Pointing and labeling entries

---

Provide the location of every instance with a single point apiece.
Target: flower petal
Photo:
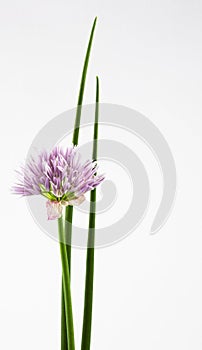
(77, 201)
(54, 210)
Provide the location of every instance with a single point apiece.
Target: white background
(148, 56)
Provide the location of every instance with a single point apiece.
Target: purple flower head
(58, 176)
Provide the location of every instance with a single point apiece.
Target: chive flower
(60, 177)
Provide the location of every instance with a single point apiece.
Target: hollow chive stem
(66, 287)
(88, 299)
(69, 209)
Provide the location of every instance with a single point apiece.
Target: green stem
(88, 302)
(69, 209)
(66, 287)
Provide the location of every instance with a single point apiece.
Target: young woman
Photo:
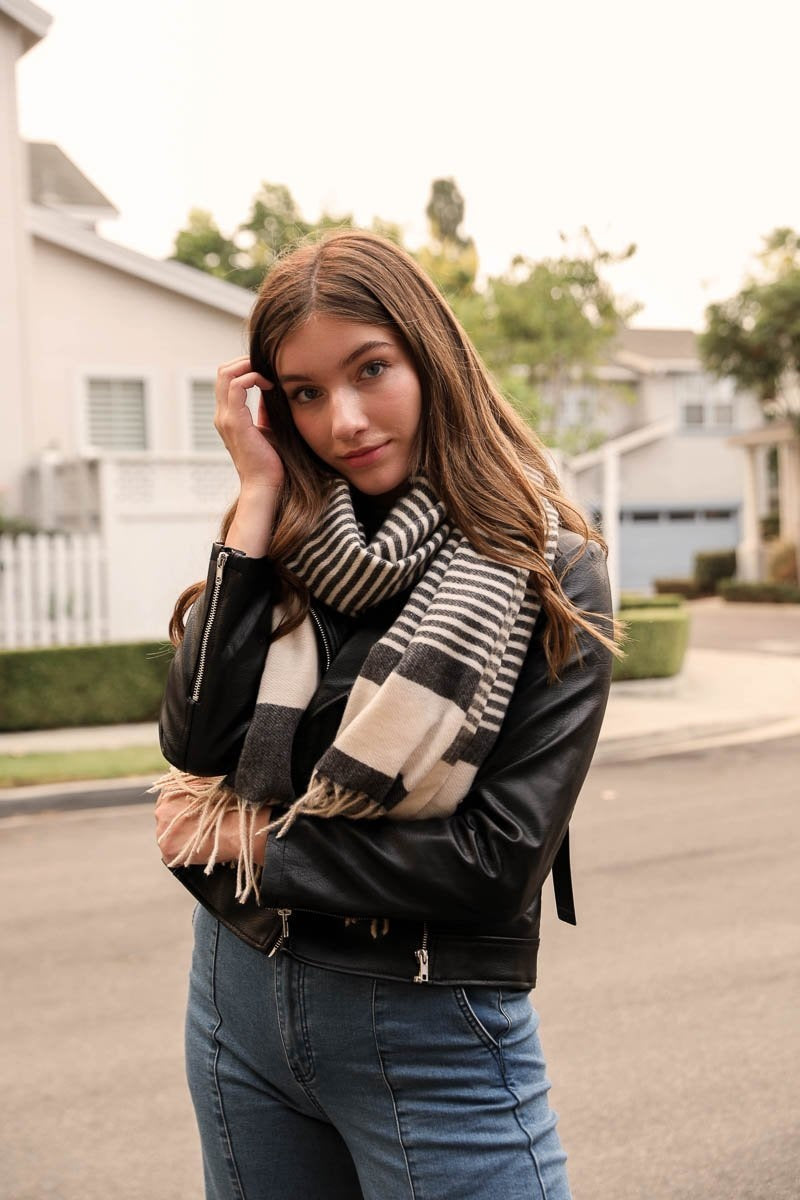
(380, 714)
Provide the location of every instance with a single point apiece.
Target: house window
(202, 405)
(695, 415)
(705, 403)
(116, 417)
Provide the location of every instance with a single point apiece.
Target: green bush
(782, 564)
(655, 645)
(711, 565)
(662, 600)
(756, 593)
(44, 689)
(686, 588)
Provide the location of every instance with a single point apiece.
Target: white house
(679, 481)
(109, 360)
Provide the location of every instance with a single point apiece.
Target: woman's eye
(305, 395)
(372, 370)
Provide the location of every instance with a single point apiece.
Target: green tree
(272, 225)
(753, 337)
(450, 258)
(203, 246)
(543, 327)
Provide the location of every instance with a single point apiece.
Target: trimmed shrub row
(763, 593)
(663, 600)
(655, 645)
(48, 688)
(689, 589)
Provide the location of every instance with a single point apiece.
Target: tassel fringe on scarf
(429, 700)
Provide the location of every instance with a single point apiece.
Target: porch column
(611, 517)
(749, 549)
(788, 467)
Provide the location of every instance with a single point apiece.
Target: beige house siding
(90, 319)
(14, 274)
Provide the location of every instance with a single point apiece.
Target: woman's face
(355, 400)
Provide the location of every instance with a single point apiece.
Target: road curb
(101, 793)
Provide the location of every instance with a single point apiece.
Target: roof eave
(32, 21)
(176, 277)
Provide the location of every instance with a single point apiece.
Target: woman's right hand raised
(247, 441)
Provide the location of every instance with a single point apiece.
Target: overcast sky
(672, 125)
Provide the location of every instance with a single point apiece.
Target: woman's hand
(229, 846)
(247, 441)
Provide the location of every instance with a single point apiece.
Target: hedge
(662, 600)
(713, 565)
(655, 645)
(55, 687)
(755, 593)
(683, 587)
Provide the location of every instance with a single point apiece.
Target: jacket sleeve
(491, 858)
(214, 677)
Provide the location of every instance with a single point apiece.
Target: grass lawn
(76, 765)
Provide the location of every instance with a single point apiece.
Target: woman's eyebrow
(373, 345)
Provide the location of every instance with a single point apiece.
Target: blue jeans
(311, 1084)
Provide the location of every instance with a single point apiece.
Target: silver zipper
(422, 958)
(322, 634)
(283, 913)
(222, 558)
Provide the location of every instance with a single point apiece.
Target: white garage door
(662, 543)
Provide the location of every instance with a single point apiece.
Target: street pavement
(668, 1014)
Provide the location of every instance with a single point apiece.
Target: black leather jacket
(462, 894)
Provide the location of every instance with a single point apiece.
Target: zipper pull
(283, 913)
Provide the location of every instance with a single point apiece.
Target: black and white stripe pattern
(434, 689)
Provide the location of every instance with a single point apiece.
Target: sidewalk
(721, 697)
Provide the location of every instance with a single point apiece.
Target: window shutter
(202, 406)
(116, 414)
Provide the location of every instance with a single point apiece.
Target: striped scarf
(431, 696)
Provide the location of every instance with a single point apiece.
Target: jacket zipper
(324, 639)
(222, 558)
(422, 958)
(283, 913)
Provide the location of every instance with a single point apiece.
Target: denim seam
(516, 1105)
(214, 1062)
(281, 1013)
(389, 1089)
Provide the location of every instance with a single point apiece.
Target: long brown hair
(471, 444)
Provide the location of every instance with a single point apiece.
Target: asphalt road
(669, 1015)
(764, 628)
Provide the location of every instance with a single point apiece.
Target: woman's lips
(367, 457)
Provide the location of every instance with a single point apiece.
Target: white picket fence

---

* PROBLEM
Repeat the listing verbatim. Skip the pictures.

* EXERCISE RESULT
Provide the location of every instance with a single point apiece.
Target: flower petal
Photo:
(77, 201)
(54, 210)
Provide the location of every instance with a single point apiece.
Target: white background
(148, 56)
Provide the location of every instance with a single point apiece.
Target: purple flower head
(58, 176)
Provide the location of every instance with a single point apiece.
Target: chive flower
(60, 177)
Provide the location of every instance with a single point apiece.
Target: hollow chive stem
(66, 287)
(88, 299)
(69, 209)
Provide the location of every instance with a single point apiece.
Target: green stem
(88, 302)
(69, 209)
(66, 287)
Provide the location of every instance with a single point apiece.
Target: young woman
Photo:
(380, 714)
Provide the location of every instance with a single point apiece.
Target: house window
(202, 405)
(695, 415)
(705, 403)
(116, 417)
Provide the location of every instance with a single point apiece.
Target: green bush
(782, 564)
(655, 645)
(711, 565)
(662, 600)
(756, 593)
(44, 689)
(686, 588)
Provide the location of every instance with a single point apiece.
Target: white house
(679, 481)
(109, 360)
Provide the location of every instance with a single point apiece.
Target: woman's eye
(305, 395)
(372, 370)
Provide the location of every instance with a single point apiece.
Target: green tree
(272, 225)
(753, 337)
(450, 258)
(203, 246)
(543, 327)
Provide the location of every instance with a single point apiece.
Target: trimmed shrub row
(763, 593)
(663, 600)
(655, 645)
(48, 688)
(689, 589)
Provide the location of every instance with a single point apiece.
Target: tassel fringe on scarf
(429, 700)
Provide the location of every instance with a single point apiece.
Target: porch column
(611, 517)
(749, 549)
(788, 467)
Provide the location of every instance with a single point apiece.
Target: beige house siding
(90, 319)
(14, 274)
Provide the location of every instance with a single point apiece.
Target: woman's face
(355, 400)
Provide the location of every instance with a single point apiece.
Target: road curb
(101, 793)
Provide the location of every instance with a single point apiece.
Target: roof eave
(32, 21)
(176, 277)
Provide the location of every instance with a single point apiece.
Target: woman's right hand raised
(247, 441)
Provide the location of every instance with a single point apiece.
Target: overcast sky
(672, 125)
Provide the location of every instance with a single point apiece.
Target: woman's hand
(229, 846)
(247, 441)
Provide the location of every instance with a single point apiece.
Target: hedge
(662, 600)
(713, 565)
(655, 645)
(55, 687)
(755, 593)
(683, 587)
Provide the location of every instance with a single point apiece.
Target: jacket sleeve
(491, 858)
(214, 677)
Provide the location of every instance with a single point apiece.
Target: grass lawn
(76, 765)
Provide the location of every instance with a single point apiece.
Target: woman's eyebrow
(373, 345)
Provide the location of every instance with a single point apiece.
Target: blue jeans
(311, 1084)
Provide the location of every instance with a single point apiece.
Target: silver zipper
(422, 958)
(322, 634)
(283, 913)
(222, 558)
Provide the location of every instance with a single point apiece.
Target: white garage door
(662, 543)
Provide the location of every instance with a single point apiece.
Target: street pavement
(668, 1014)
Provide the location of every instance with a single point apiece.
Target: black leather jacket
(462, 894)
Provide the location of every instance with a single point apiece.
Target: zipper pull
(283, 913)
Provide the location of every instance with a single point apiece.
Target: black and white stripe pattern
(434, 689)
Provide the location of every instance with a single point apiece.
Target: sidewalk
(721, 697)
Provide the location of every instance with a single point apiece.
Target: window shutter
(202, 406)
(116, 414)
Provide the location of every instance with a single point apiece.
Target: striped scarf
(431, 696)
Provide the location of every instance with a single point apiece.
Target: jacket zipper
(324, 639)
(222, 558)
(422, 958)
(283, 913)
Provide the location of every instance with a single point apiece.
Target: denim seam
(516, 1105)
(214, 1062)
(281, 1013)
(389, 1089)
Provide the location of every instance with a single point apiece.
Target: long brown hair
(471, 444)
Provide the location of every instance with a single point apiece.
Target: asphalt road
(669, 1015)
(764, 628)
Provide the location of every instance with a single point apiece.
Target: woman's lips
(367, 457)
Provide the location of every instance with a single point apiece.
Target: white picket fence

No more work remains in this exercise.